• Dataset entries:
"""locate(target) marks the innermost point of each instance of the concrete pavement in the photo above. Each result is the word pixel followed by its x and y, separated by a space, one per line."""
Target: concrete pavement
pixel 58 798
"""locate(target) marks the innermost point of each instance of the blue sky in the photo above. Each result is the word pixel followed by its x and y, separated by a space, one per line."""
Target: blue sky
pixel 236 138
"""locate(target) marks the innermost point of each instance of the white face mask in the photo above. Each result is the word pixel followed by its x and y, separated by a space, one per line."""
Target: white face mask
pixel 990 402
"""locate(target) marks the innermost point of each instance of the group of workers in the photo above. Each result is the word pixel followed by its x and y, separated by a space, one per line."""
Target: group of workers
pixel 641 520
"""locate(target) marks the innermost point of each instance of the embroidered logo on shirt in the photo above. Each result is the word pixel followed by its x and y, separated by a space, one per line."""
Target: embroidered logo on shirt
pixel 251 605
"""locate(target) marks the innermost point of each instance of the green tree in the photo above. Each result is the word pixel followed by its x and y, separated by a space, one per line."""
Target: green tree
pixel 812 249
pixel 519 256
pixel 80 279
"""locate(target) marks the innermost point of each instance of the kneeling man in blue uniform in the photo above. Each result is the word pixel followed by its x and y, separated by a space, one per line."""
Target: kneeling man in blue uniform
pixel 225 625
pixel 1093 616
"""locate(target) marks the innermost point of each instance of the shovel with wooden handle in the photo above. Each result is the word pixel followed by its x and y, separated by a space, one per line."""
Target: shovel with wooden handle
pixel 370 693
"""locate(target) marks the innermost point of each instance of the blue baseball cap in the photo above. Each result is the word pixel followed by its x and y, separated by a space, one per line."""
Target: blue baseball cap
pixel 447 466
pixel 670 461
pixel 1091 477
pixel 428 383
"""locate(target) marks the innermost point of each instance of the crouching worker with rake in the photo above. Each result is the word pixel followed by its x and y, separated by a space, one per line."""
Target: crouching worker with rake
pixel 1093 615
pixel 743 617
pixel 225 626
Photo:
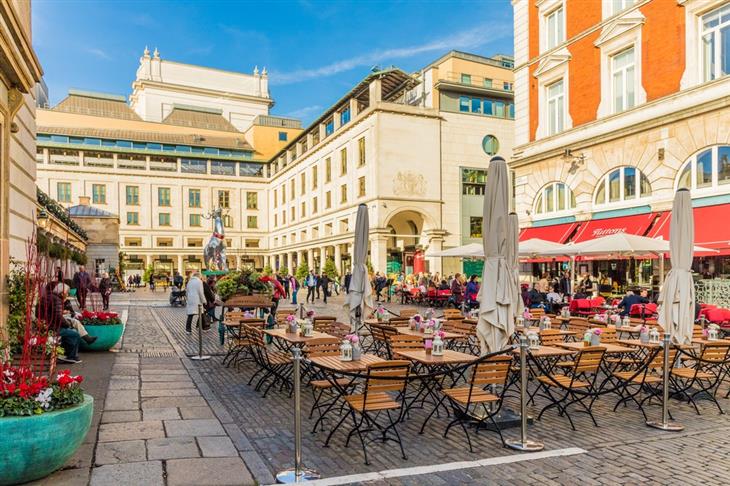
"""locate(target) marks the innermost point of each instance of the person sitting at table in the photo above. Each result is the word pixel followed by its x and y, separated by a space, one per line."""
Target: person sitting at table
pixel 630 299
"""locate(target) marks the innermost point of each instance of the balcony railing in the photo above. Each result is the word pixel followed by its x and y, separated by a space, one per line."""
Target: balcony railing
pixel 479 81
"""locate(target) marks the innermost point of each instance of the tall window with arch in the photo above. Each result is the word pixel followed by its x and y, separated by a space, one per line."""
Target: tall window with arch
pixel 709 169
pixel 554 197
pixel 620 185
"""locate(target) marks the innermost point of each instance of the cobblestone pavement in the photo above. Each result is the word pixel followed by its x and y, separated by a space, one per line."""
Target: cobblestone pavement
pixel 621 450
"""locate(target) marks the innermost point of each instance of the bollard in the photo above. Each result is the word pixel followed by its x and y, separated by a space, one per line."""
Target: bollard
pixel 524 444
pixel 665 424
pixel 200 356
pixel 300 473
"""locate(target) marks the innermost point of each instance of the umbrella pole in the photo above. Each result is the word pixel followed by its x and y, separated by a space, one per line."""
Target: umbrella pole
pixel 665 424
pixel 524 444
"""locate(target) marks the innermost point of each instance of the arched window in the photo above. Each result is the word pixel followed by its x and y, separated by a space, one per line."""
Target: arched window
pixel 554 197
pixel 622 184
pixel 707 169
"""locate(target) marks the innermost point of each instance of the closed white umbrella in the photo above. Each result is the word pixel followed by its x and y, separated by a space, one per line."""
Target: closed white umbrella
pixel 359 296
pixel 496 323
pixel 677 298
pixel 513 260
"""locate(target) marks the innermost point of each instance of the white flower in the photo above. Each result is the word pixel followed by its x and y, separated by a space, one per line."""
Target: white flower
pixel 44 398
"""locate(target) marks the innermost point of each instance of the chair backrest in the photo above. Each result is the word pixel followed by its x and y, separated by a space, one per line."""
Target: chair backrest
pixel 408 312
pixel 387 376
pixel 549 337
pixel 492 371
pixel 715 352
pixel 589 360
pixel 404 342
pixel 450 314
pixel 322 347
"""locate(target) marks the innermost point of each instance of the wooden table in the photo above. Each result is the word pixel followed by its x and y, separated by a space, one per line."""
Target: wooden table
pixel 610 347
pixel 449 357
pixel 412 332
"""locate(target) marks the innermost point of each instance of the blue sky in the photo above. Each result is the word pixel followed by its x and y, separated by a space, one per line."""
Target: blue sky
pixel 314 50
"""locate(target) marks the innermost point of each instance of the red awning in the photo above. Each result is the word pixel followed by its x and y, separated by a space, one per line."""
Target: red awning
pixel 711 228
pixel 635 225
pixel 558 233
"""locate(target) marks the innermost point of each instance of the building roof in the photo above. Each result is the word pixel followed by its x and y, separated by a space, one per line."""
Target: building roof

* * *

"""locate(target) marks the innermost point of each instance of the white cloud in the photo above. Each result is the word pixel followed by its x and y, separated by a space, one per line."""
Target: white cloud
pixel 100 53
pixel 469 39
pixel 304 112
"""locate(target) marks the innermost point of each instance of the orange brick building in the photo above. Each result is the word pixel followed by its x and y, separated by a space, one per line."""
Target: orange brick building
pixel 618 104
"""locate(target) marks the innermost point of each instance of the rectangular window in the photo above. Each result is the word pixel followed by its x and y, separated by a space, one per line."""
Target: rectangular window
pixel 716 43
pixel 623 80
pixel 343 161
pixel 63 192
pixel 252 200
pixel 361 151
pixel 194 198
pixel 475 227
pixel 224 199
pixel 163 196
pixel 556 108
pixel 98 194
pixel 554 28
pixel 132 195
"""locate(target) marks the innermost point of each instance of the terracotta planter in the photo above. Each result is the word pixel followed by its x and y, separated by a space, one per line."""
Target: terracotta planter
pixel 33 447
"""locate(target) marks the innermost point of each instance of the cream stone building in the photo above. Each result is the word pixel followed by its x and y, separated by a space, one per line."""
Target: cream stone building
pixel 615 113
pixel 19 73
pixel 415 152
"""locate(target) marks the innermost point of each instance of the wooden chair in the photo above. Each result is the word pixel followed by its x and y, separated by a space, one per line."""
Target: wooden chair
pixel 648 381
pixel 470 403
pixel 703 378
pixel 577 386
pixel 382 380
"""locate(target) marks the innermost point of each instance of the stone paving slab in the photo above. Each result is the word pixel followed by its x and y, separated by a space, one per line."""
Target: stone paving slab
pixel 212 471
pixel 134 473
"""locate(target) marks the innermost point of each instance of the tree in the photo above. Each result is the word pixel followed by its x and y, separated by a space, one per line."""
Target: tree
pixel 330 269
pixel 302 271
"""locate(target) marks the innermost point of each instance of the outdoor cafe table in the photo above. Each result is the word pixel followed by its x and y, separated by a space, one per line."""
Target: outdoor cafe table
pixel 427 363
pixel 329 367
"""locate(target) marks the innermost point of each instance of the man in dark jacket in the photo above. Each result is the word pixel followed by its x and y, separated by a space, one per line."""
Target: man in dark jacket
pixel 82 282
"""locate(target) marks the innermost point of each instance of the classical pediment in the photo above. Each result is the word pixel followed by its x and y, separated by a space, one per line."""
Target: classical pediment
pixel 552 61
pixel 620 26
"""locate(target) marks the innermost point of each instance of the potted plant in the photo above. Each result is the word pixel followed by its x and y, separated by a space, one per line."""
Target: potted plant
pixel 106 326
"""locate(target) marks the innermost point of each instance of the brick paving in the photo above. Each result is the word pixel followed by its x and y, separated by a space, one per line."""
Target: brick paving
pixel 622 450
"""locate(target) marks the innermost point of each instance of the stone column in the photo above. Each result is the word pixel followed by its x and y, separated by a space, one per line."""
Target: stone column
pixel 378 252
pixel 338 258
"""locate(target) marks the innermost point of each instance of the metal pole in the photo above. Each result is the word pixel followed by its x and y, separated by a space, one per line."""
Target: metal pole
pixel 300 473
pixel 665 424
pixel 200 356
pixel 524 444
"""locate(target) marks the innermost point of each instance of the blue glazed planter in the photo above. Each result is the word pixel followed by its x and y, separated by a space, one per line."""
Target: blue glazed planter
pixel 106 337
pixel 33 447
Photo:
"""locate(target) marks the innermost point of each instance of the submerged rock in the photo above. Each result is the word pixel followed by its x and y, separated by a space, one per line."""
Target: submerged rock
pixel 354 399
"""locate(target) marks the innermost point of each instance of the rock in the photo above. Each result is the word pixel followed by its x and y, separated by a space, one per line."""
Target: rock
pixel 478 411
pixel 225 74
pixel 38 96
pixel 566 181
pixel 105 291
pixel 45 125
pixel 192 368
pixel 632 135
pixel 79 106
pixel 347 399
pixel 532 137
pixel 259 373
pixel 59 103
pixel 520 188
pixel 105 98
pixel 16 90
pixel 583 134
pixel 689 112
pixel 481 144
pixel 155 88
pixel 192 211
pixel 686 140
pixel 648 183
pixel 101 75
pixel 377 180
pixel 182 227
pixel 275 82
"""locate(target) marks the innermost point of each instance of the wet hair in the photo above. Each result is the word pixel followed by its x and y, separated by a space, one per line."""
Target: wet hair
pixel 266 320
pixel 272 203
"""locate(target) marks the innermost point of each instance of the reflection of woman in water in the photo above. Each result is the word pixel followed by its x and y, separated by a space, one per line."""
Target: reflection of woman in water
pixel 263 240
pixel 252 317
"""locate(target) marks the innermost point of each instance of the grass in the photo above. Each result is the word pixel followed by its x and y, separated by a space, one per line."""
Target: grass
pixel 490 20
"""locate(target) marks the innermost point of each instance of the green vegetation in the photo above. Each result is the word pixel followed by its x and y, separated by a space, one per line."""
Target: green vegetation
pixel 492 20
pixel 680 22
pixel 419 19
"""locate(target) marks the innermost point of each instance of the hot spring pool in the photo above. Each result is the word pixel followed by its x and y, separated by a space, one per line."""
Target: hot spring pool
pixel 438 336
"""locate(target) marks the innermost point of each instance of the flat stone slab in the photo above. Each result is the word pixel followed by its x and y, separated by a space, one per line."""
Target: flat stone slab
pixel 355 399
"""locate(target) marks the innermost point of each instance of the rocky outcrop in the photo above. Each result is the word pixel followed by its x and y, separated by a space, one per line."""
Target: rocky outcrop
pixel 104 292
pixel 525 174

• Aim of the task: Your answer must be a copy of every line in the data above that holds the string "roof".

• Written solution:
"""locate(target) marks the innermost point of each instance of the building roof in the photo above. Each result is the word pixel followed by its x and y, separated by a space, one per line."""
Target: building roof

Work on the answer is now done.